━━━━━ Исходные данные ━━━━━

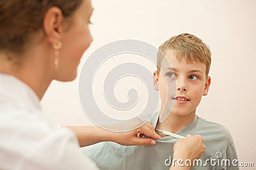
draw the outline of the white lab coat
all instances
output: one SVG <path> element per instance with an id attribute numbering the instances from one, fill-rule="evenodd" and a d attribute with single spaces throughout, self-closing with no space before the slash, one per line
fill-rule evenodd
<path id="1" fill-rule="evenodd" d="M 33 90 L 0 74 L 0 169 L 98 169 L 75 134 L 51 124 Z"/>

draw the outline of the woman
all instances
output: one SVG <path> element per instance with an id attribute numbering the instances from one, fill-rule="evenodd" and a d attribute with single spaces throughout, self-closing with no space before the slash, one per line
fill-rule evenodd
<path id="1" fill-rule="evenodd" d="M 0 169 L 95 169 L 78 151 L 78 141 L 81 146 L 102 141 L 154 145 L 153 139 L 137 134 L 159 138 L 150 123 L 125 133 L 71 127 L 76 136 L 43 116 L 40 101 L 51 81 L 77 76 L 92 41 L 92 11 L 90 0 L 0 1 Z M 200 136 L 175 146 L 177 157 L 191 159 L 204 146 Z"/>

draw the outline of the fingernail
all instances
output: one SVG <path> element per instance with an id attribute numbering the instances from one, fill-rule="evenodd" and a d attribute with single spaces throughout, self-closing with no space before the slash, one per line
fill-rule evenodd
<path id="1" fill-rule="evenodd" d="M 150 141 L 150 145 L 155 145 L 156 144 L 156 141 Z"/>

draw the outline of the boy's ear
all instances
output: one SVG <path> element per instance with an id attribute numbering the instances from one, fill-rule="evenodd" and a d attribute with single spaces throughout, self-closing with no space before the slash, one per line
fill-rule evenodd
<path id="1" fill-rule="evenodd" d="M 204 89 L 203 92 L 203 96 L 206 96 L 208 94 L 209 87 L 211 85 L 211 77 L 208 76 L 206 79 L 205 84 L 204 85 Z"/>
<path id="2" fill-rule="evenodd" d="M 159 90 L 158 88 L 158 73 L 157 71 L 154 71 L 154 89 L 156 90 Z"/>
<path id="3" fill-rule="evenodd" d="M 44 32 L 49 42 L 55 45 L 60 41 L 63 32 L 63 16 L 61 10 L 56 7 L 50 8 L 44 17 Z"/>

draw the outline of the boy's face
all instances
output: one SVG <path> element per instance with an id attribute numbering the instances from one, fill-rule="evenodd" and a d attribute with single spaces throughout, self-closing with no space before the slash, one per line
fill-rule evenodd
<path id="1" fill-rule="evenodd" d="M 174 101 L 172 114 L 186 116 L 195 113 L 202 96 L 207 94 L 211 83 L 211 78 L 205 75 L 206 66 L 198 62 L 187 62 L 184 59 L 178 60 L 171 50 L 166 57 L 172 68 L 162 62 L 160 66 L 163 73 L 154 73 L 154 87 L 159 90 L 161 111 L 164 108 L 166 110 L 167 108 L 170 111 L 172 106 L 168 106 L 168 104 Z M 173 85 L 169 85 L 175 80 L 176 94 L 174 94 L 170 92 L 173 90 L 168 90 L 168 87 L 173 88 Z"/>

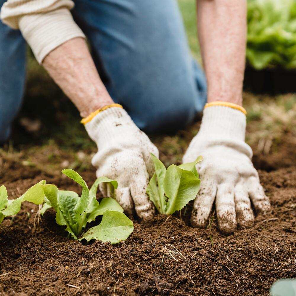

━━━━━

Что требуется: Замените во всех записях выше «draw the outline of» на «trace the outline of» и приведите их строки заново, больше ничего не меняя. Изображения в ответ не включайте.

Ответ к задаче:
trace the outline of the white lab coat
all instances
output: one SVG <path> element per instance with an id attribute numbering the instances from one, fill-rule="evenodd" and a d attribute with single spaces throughout, self-closing with no space before the slash, one per line
fill-rule evenodd
<path id="1" fill-rule="evenodd" d="M 33 90 L 0 74 L 0 169 L 98 169 L 75 134 L 51 124 Z"/>

trace the outline of the woman
all instances
output: one SVG <path> element per instance with an id attribute numbering the instances from one, fill-rule="evenodd" and a d attribute with single spaces throughout, self-closing with no space before the slash, one per line
fill-rule evenodd
<path id="1" fill-rule="evenodd" d="M 0 169 L 95 169 L 78 151 L 78 141 L 81 146 L 102 141 L 154 145 L 153 139 L 137 134 L 159 138 L 150 123 L 125 133 L 71 127 L 76 136 L 43 116 L 40 101 L 51 81 L 77 76 L 92 41 L 92 11 L 90 0 L 0 1 Z M 200 136 L 175 146 L 177 157 L 191 159 L 204 146 Z"/>

trace the outline of the fingernail
all instances
output: one SVG <path> element per instance with an id attribute numbering the instances from one, fill-rule="evenodd" and a d attribute with single spaces throughout, self-closing with no space before the slash, one per line
fill-rule evenodd
<path id="1" fill-rule="evenodd" d="M 150 141 L 150 145 L 155 145 L 156 144 L 156 141 Z"/>

trace the outline of the boy's ear
all instances
output: one SVG <path> element per instance with an id attribute numbering the instances from one, fill-rule="evenodd" and a d attribute with single spaces throughout, self-closing with no space before the slash, one per line
fill-rule evenodd
<path id="1" fill-rule="evenodd" d="M 204 89 L 203 92 L 203 96 L 206 96 L 208 94 L 209 87 L 211 85 L 211 77 L 208 76 L 206 79 L 205 84 L 204 85 Z"/>
<path id="2" fill-rule="evenodd" d="M 159 90 L 158 88 L 158 73 L 157 71 L 154 71 L 154 89 L 156 90 Z"/>
<path id="3" fill-rule="evenodd" d="M 44 32 L 49 42 L 55 45 L 60 41 L 63 32 L 63 16 L 61 10 L 56 7 L 50 8 L 44 17 Z"/>

trace the outline of the boy's face
all instances
output: one SVG <path> element per instance with an id attribute numbering the instances from one, fill-rule="evenodd" and a d attribute with single spaces throughout, self-closing with no space before the slash, one per line
fill-rule evenodd
<path id="1" fill-rule="evenodd" d="M 174 101 L 172 114 L 186 116 L 195 113 L 202 96 L 207 94 L 211 83 L 211 78 L 205 75 L 206 66 L 198 62 L 187 62 L 184 59 L 178 60 L 171 50 L 166 57 L 172 68 L 162 62 L 160 66 L 163 73 L 154 73 L 154 87 L 159 90 L 161 111 L 164 108 L 166 110 L 167 108 L 170 111 L 172 106 L 168 106 L 168 104 Z M 173 85 L 169 85 L 175 80 L 176 94 L 174 94 L 170 92 L 173 90 L 168 90 L 168 87 L 173 88 Z"/>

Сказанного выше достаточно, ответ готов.